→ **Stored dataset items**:

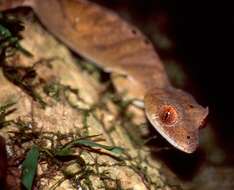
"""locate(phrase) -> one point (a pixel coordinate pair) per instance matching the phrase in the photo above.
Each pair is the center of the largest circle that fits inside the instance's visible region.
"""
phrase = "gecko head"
(176, 116)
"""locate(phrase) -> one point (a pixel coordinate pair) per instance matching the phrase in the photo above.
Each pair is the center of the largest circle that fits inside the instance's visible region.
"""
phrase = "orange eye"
(168, 115)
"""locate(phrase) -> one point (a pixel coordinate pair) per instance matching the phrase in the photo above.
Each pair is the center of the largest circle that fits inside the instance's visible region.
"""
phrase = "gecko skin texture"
(101, 36)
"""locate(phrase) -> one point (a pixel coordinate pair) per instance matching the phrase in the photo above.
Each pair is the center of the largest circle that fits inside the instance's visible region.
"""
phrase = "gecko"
(100, 35)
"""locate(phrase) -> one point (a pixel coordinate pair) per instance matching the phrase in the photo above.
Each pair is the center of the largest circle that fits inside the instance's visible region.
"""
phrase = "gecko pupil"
(168, 115)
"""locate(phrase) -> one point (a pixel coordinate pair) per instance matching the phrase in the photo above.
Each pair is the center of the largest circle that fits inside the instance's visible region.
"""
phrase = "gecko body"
(101, 36)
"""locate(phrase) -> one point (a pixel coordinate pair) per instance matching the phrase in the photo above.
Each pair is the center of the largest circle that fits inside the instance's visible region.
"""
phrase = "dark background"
(202, 36)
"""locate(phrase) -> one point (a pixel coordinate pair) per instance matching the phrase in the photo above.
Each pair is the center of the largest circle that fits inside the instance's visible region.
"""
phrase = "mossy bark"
(77, 105)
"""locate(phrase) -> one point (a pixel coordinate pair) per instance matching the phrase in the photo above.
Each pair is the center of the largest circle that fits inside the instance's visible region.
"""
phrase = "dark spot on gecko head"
(176, 116)
(168, 115)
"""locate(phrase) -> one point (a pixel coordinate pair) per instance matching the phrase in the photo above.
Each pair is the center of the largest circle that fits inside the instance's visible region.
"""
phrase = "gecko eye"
(168, 115)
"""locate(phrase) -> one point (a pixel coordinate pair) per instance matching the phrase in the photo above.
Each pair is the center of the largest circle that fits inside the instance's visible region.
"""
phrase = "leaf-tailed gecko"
(100, 35)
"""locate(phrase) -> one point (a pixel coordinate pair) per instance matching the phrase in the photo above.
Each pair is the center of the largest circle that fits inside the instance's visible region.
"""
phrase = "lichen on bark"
(58, 100)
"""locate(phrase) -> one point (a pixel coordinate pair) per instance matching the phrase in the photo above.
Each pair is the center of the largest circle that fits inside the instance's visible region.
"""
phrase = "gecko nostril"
(191, 106)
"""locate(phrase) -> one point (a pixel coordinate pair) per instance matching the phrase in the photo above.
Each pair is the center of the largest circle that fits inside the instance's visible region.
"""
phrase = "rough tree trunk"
(67, 101)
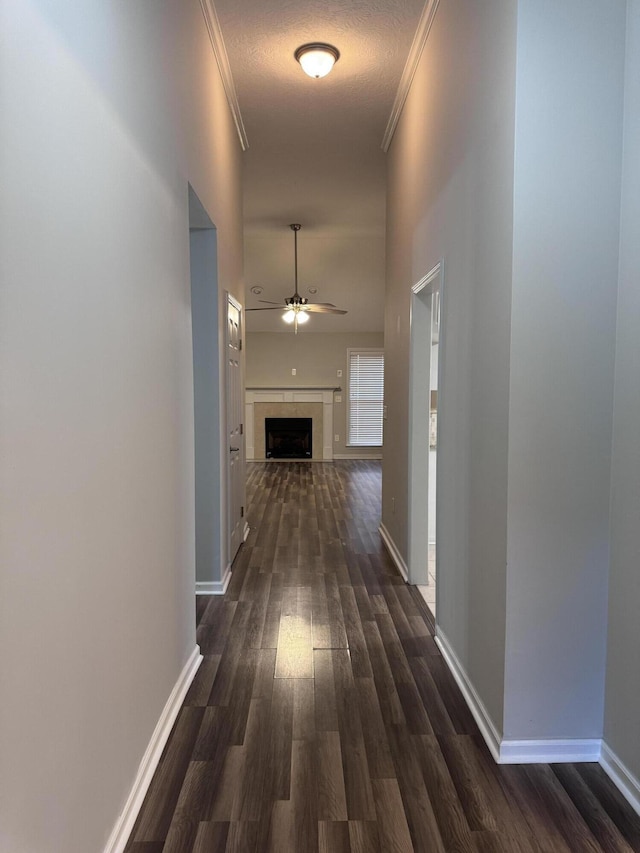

→ **Task to complete**: Collect every line of the data that contains the word "dark".

→ **Written response**:
phrase = "dark background"
phrase = "dark spot on gecko head"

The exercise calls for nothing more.